Which lines of the records contain the word "racing"? Pick out each one and copy it, treating uppercase and lowercase as different.

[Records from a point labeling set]
+ + +
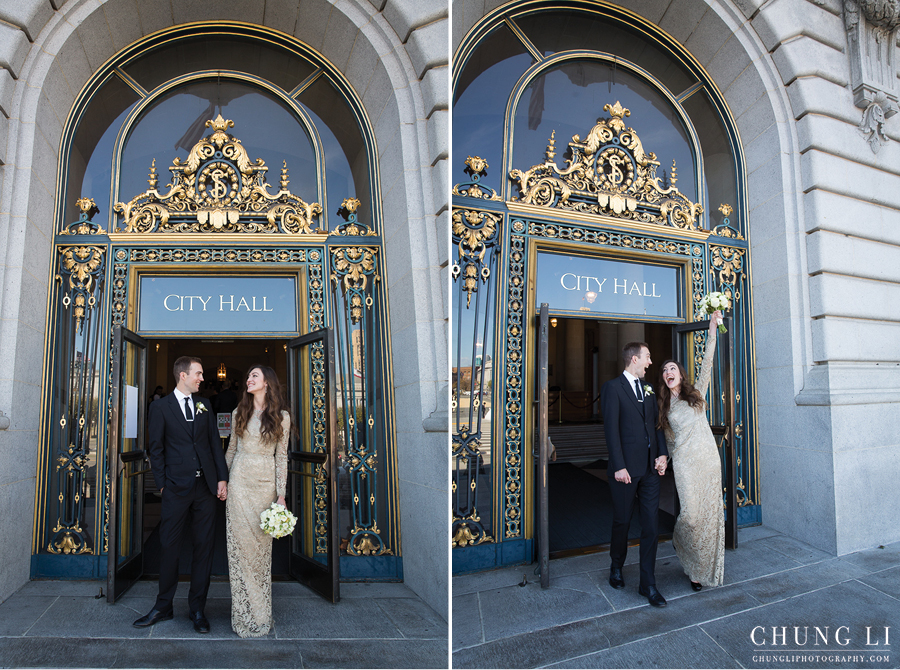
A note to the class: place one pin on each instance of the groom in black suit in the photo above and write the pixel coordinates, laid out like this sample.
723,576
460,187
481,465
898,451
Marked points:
637,459
189,467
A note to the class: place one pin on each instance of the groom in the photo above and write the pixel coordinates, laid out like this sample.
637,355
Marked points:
637,452
189,466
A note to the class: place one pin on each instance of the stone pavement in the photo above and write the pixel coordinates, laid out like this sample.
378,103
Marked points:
771,580
60,624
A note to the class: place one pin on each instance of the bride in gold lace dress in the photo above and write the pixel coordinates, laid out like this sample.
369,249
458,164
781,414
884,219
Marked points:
699,536
257,463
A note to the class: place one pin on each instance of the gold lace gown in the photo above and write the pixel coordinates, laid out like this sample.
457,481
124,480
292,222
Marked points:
699,536
257,476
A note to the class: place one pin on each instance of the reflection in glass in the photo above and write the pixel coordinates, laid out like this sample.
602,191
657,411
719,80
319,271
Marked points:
346,160
482,92
266,126
75,389
555,31
90,158
219,52
569,98
472,388
362,491
718,159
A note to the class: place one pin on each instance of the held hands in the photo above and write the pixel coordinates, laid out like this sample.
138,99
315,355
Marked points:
660,465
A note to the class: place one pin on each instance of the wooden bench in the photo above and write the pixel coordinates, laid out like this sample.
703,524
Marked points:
578,442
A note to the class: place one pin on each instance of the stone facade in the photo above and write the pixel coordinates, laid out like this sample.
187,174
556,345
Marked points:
823,174
394,53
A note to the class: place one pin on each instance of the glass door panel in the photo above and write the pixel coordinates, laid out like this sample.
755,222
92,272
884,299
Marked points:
542,445
312,468
127,462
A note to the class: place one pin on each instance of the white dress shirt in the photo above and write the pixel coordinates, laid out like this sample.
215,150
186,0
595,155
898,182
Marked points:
180,397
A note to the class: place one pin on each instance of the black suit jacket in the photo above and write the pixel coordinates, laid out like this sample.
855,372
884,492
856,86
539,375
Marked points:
178,448
630,426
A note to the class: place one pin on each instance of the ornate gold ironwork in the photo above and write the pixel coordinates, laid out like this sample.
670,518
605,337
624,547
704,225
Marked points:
72,540
367,542
476,168
726,229
473,232
728,262
218,189
608,173
84,265
352,226
352,266
84,225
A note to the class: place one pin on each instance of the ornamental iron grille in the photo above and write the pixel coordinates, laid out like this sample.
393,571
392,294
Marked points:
476,236
217,191
610,177
354,278
78,350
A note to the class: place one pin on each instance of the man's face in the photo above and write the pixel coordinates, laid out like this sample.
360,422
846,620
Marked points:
193,377
642,362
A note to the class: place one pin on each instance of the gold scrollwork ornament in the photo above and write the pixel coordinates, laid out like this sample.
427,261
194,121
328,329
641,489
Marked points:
218,189
728,262
474,232
609,173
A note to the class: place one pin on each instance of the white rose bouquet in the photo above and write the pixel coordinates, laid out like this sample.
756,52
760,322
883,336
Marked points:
277,521
713,301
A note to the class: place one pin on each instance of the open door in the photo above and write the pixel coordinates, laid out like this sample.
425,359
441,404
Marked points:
542,446
312,468
127,462
724,434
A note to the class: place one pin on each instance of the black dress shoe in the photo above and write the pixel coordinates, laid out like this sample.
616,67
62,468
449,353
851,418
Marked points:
615,578
653,596
154,616
201,625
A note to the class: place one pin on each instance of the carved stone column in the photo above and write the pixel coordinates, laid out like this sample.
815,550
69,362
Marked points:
872,27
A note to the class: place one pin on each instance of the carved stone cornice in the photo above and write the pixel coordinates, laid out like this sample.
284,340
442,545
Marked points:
608,173
218,189
872,27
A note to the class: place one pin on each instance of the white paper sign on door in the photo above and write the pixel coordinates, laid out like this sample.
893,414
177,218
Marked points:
131,398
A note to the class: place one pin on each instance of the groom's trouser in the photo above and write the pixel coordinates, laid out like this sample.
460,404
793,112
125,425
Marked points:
199,505
643,491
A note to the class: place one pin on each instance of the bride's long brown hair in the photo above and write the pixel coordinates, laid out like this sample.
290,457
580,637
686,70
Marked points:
664,398
270,419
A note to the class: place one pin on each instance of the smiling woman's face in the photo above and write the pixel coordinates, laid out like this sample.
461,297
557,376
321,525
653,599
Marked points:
672,376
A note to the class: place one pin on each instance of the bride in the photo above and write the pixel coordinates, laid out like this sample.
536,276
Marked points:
699,536
257,462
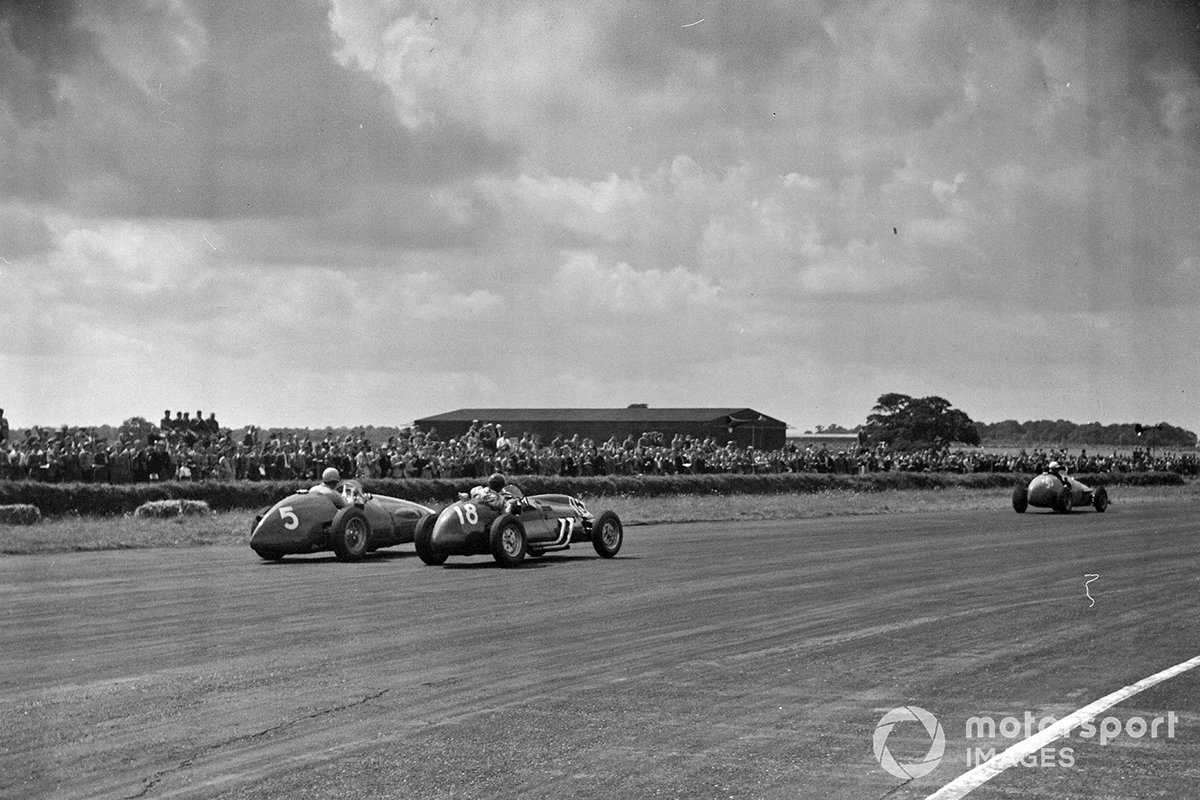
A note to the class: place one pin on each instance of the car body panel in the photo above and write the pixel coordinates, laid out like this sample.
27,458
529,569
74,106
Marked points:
300,522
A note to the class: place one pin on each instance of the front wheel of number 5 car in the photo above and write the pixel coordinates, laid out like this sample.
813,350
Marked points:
508,540
1020,499
424,542
607,534
349,534
1065,500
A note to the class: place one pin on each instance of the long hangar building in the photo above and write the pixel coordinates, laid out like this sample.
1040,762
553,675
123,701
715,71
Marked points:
743,426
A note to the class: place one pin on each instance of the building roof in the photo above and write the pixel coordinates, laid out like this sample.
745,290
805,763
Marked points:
633,414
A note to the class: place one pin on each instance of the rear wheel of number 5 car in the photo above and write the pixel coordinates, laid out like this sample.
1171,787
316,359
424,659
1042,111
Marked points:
508,540
349,535
424,542
607,534
1020,499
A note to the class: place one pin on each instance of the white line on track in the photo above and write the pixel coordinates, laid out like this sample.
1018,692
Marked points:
976,777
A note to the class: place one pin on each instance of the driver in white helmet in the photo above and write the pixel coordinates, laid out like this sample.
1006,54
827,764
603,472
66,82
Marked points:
493,494
329,481
1055,469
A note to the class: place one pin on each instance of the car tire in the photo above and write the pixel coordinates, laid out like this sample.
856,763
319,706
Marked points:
507,540
349,535
607,534
424,542
1020,499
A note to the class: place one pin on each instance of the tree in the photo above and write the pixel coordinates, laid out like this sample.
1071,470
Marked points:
909,423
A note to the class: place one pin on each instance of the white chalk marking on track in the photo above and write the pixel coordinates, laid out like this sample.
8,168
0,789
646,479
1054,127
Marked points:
976,777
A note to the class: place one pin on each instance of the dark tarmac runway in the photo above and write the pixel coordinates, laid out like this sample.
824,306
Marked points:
706,661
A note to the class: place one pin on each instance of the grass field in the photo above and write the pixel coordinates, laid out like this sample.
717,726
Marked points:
73,534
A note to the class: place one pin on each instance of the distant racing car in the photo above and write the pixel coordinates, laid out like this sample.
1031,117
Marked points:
525,525
1061,493
348,521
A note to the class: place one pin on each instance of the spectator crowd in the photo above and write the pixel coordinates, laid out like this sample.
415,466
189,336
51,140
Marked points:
198,449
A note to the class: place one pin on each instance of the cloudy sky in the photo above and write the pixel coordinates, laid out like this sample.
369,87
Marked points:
361,212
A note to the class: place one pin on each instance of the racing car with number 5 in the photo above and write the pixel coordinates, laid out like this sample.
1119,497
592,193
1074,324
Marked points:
522,525
1060,493
348,521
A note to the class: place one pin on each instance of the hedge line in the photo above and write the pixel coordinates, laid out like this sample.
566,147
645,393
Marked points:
103,499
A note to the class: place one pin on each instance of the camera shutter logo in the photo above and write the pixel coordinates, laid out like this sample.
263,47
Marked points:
936,747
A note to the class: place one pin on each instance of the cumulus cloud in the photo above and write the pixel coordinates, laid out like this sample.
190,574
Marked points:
823,200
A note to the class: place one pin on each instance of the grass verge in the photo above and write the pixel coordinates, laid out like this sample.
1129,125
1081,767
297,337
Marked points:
76,534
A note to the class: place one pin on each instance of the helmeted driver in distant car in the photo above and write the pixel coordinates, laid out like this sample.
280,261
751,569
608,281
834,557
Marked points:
493,494
1055,469
329,481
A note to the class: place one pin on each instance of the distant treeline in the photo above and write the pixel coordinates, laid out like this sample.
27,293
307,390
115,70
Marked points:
1062,432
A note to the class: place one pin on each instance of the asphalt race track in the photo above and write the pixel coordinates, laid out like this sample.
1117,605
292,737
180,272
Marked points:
705,661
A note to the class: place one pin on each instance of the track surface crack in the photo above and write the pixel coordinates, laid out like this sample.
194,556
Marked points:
149,783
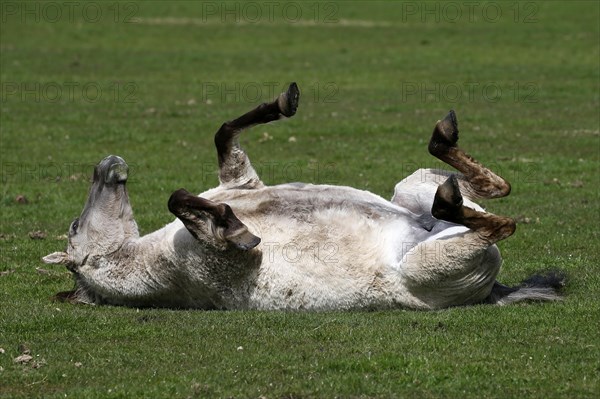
+ + +
## Response to this exercise
A note to the class: place one pin on each instance of the distant racing car in the photo above and write the pixel coordinates, laid out like this sample.
A note to the class: place one pin on each instance of the racing car with number 5 in the photo above and write the pixel coordinates, laid out like this sample.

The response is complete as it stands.